### [Short task 1]
According to the Boursin thread, how many cups does the first recipe make?

==== Text

# ISO Recipe for Boursin



## DGRUBER326 (May 30, 2005)

*iso recipe for boursin*

  I AM LOOKING FOR A GOOD RECIPE FOR BOURSIN CHEESE I CAN MAKE IN HOUSE. I AM GOING TO BE DOING AN APP. WITH SMOKED SALMON ROLLED UP WITH A MIXTURE OF BOURSIN CHEESE, CREAM CHEESE, DICED RED ONION, CAPERS, S&P, AND A TOUCH OF DILL. IF YOU LIKE SMOKED SALMON IT IS A GREAT IDEA FOR AN APP.


----------



## Alix (May 30, 2005)

Moved to dairy.


----------



## jkath (May 30, 2005)

Here's a ton of stuff about boursin!

http://www.discusscooking.com/forum...ghlight=boursin


----------



## HanArt (May 30, 2005)

jkath, your link doesn't work. Is this the one: http://www.discusscooking.com/forums/showthread.php?t=10739&highlight=boursin


----------



## bevkile (May 31, 2005)

Here are some recipes to choose from. I haven't tried any 
of them.

BOURSIN CHEESE 

1 large clove garlic 
8 ounces unsalted whipped butter, softened 
16 ounces cream cheese, softened 
1/2 teaspoon salt 
1 tsp. dry tarragon
1/2 teaspoon marjoram 
2 teaspoon chopped fresh chives 
1/4 teaspoon dry thyme 
1/4 teaspoon freshly ground black pepper 
2 tablespoons minced fresh parsley
Add all ingredients except parsley and chives to a blender or 
food processor and process until smooth and well combined. 
Stir in parsley and chives. Spoon mixture into a small serving 
bowl and chill overnight. 
Serve at room temperature with crackers 
or celery.
Makes 2 cups.

Boursin cheese recipe 
A recipe for herbed boursin cheese spread, made with cream cheese, garlic, 
fresh parsley, and chives. 
INGREDIENTS:

* 1 package (8 ounces) cream cheese, softened
* 2 cloves garlic, crushed and minced
* 1 tablespoon fresh parsley, minced
* 1 tablespoon fresh or frozen minced chives
* cayenne pepper, to taste
* coarsely ground black pepper

PREPARATION:
Put softened cream cheese in a large mixing bowl.
Cook garlic cloves in boiling water for 3 minutes; drain then cool for 5 minutes 
and put through garlic press. Add minced garlic to cheese. Add parsley, chives, and 
cayenne and blend well.
Let stand for 1 hour to allow ingredients to mellow.

========
==== Input

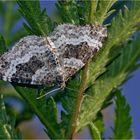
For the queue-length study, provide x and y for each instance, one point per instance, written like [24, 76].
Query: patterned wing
[54, 59]
[31, 61]
[76, 45]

========

### [Short task 2]
Set out every line of the records above as a numbered list, skipping blank lines and omitting the picture.

### [Correct result 1]
2 cups.

### [Correct result 2]
1. For the queue-length study, provide x and y for each instance, one point per instance, written like [24, 76].
2. Query: patterned wing
3. [54, 59]
4. [31, 61]
5. [76, 45]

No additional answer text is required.